[Pointing and labeling entries]

::::::::::

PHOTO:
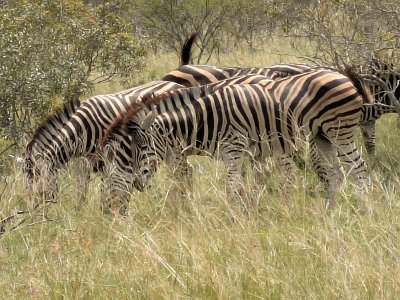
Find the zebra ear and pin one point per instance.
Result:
(149, 119)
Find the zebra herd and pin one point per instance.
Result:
(228, 113)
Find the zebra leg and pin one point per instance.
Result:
(82, 169)
(117, 182)
(368, 133)
(182, 171)
(233, 160)
(351, 158)
(330, 165)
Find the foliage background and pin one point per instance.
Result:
(52, 51)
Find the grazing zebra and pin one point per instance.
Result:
(390, 78)
(116, 146)
(264, 120)
(192, 75)
(46, 134)
(76, 131)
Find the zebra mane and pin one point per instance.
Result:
(55, 121)
(358, 82)
(118, 123)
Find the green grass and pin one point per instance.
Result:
(208, 247)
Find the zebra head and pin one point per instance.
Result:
(144, 154)
(40, 176)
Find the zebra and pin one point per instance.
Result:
(119, 173)
(264, 120)
(192, 75)
(43, 136)
(116, 147)
(387, 94)
(76, 131)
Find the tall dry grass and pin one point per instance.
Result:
(208, 247)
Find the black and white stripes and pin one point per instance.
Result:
(264, 120)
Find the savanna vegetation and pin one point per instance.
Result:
(205, 247)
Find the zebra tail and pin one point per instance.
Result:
(187, 49)
(359, 84)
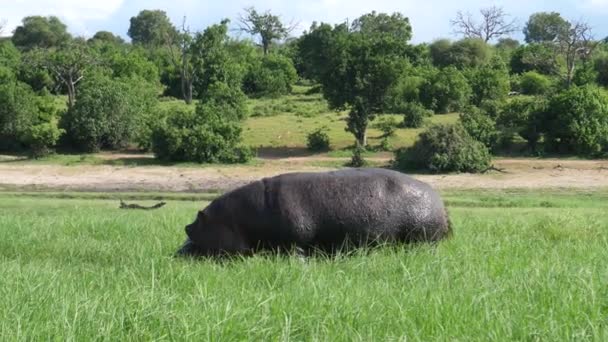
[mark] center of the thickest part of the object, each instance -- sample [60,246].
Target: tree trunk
[71,93]
[266,46]
[186,81]
[186,88]
[189,92]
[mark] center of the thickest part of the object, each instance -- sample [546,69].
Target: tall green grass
[521,266]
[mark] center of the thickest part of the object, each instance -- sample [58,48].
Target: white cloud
[75,13]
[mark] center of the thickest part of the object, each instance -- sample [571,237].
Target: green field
[521,266]
[286,121]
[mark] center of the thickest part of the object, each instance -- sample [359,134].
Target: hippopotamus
[319,211]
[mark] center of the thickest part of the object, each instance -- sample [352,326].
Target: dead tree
[181,58]
[268,26]
[577,44]
[494,24]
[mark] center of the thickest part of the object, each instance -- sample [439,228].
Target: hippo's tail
[449,233]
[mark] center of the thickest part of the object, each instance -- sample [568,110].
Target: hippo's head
[212,234]
[196,229]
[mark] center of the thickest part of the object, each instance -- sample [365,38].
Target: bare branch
[494,24]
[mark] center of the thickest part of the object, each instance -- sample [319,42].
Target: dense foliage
[544,95]
[445,148]
[108,113]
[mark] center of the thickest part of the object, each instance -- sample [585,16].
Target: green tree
[106,37]
[363,65]
[479,125]
[313,47]
[133,63]
[211,134]
[446,92]
[213,62]
[108,112]
[27,122]
[577,120]
[10,57]
[445,148]
[489,82]
[67,65]
[272,75]
[267,25]
[152,28]
[539,57]
[41,32]
[545,27]
[533,83]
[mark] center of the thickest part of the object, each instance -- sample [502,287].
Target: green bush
[445,148]
[415,115]
[576,120]
[479,125]
[357,159]
[271,76]
[585,74]
[211,134]
[517,118]
[404,91]
[489,82]
[533,83]
[601,67]
[387,125]
[318,140]
[42,137]
[108,112]
[447,92]
[27,122]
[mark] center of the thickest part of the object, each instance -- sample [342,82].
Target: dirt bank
[517,173]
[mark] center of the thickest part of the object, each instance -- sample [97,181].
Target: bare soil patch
[517,173]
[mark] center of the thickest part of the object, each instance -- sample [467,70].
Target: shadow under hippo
[319,211]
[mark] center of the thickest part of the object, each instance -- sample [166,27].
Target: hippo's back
[362,204]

::::::::::

TO BE DONE -> Each record must be quoted in full and exactly. Do not include the pictures.

CORRECT ANSWER ->
PHOTO:
Find the zebra ear and pin one point per instance.
Result:
(149, 119)
Find the zebra herd and pin one point per instance.
Result:
(228, 113)
Find the zebra leg and pin one point per instance.
Result:
(82, 169)
(117, 182)
(368, 133)
(182, 171)
(233, 160)
(351, 158)
(330, 165)
Find the foliage background and pin one point per instance.
Result:
(52, 51)
Find the grazing zebra and pin one point per instance.
Result:
(390, 78)
(116, 146)
(264, 120)
(192, 75)
(46, 134)
(76, 131)
Find the zebra mane and pin one point per instance.
Result:
(55, 121)
(358, 82)
(118, 123)
Find the green grass and pin one point per instance.
Result:
(208, 247)
Find the zebra head and pin one point per instance.
Result:
(144, 154)
(40, 176)
Find the zebra and pin one point per instance.
Result:
(119, 173)
(264, 120)
(192, 75)
(43, 136)
(116, 147)
(387, 94)
(76, 131)
Find the tall dry grass and pin one point per instance.
Result:
(208, 247)
Find the black and white stripes and pin one point per instance.
Result:
(264, 120)
Find the savanna vegetation and pin one point per instance.
Result:
(205, 247)
Find the zebra tail and pin one point per instance.
Result:
(187, 49)
(359, 84)
[mark] center of the thickest part of the object, each instance -- sample [60,246].
Target: tree trunk
[71,93]
[266,46]
[186,81]
[186,88]
[189,92]
[mark] center of the thickest part of the object, each instance -- sample [546,69].
Target: tall green grass
[521,266]
[mark] center of the thickest part of the object, each instance -- sample [58,48].
Target: white cloud
[75,13]
[mark] center of the thickest part of the object, each instance -- sample [571,237].
Target: green field
[521,266]
[286,121]
[mark] center of the thickest part of the object, each instance -- sample [359,134].
Target: hippopotamus
[319,211]
[mark] center of the thickest part of the object, each instance -- sample [352,326].
Target: dead tree
[181,58]
[268,26]
[577,44]
[494,24]
[mark] center of the thickest part of the object, each instance -- sample [439,228].
Target: hippo's tail
[449,233]
[mark] center of the thickest part of the object, each instance -- sample [568,110].
Target: hippo's head
[212,234]
[196,229]
[mark] center of the thickest part of the object, each instance -- sample [365,38].
Target: bare branch
[494,24]
[mark] center of the thickest part of the object, each instance -- sample [319,42].
Target: dense foliage
[544,95]
[445,148]
[108,113]
[mark] center of the thickest part of the object, each instance -- sample [585,16].
Target: green tree
[106,37]
[363,65]
[479,125]
[313,47]
[133,63]
[211,134]
[446,92]
[213,62]
[108,112]
[27,122]
[577,120]
[10,57]
[445,148]
[489,82]
[67,65]
[272,75]
[267,25]
[152,28]
[539,57]
[41,32]
[545,27]
[533,83]
[mark] center of the thickest part of the object, each instance -- sample [502,287].
Target: green bush
[445,148]
[415,115]
[576,120]
[479,125]
[357,159]
[271,76]
[585,74]
[211,134]
[517,118]
[404,91]
[489,82]
[533,83]
[601,67]
[387,125]
[318,140]
[42,137]
[108,112]
[447,92]
[27,122]
[mark] center of the thickest part of the object, each instance -- sample [342,82].
Target: dirt bank
[517,173]
[mark] center of the thickest part of the object, each instance -- sample [97,181].
Target: bare soil patch
[517,173]
[mark] center of the thickest part of the object, each instance -- sample [467,70].
Target: shadow under hippo
[319,211]
[mark] center of the thickest part of the object, each instance -- sample [166,27].
Target: hippo's back
[362,204]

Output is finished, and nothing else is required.